### TASK DETAILS
Rescale the part that opens with the line containing "Give one point for each instance of the large" and closes with the line containing "Give one point for each instance of the domed", both ends included. Rewrite every line in it, multiply each point coordinate by 2, round to a whole number with halves going up, and leave all other text unchanged.

------------------------------------------------------------------------

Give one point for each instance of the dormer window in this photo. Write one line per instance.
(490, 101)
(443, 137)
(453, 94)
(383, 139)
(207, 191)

------------------------------------------------------------------------

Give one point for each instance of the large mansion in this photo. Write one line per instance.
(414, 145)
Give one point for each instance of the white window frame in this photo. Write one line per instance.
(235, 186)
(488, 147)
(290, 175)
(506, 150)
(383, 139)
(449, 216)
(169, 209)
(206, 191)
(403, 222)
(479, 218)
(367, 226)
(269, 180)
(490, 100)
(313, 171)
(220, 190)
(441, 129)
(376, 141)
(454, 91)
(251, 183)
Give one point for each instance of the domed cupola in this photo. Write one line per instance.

------------------------------------------------------------------------

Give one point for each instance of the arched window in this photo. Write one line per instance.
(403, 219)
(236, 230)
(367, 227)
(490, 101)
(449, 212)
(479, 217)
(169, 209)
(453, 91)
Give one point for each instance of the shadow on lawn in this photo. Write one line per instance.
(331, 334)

------------------------------------------------------------------------

### RESULT FOR THIS EXERCISE
Give one point for each instance of the large mansion in this photo. Write one line per instance.
(828, 290)
Give one point for each instance of the white window frame in this photo. Write one line per instance.
(470, 372)
(976, 294)
(580, 350)
(1012, 300)
(766, 278)
(898, 432)
(338, 418)
(412, 382)
(806, 444)
(958, 436)
(734, 452)
(538, 360)
(980, 200)
(626, 342)
(440, 380)
(882, 258)
(752, 282)
(908, 182)
(502, 366)
Give one point for each instance of the domed cupola in this photo. Write one line per instance.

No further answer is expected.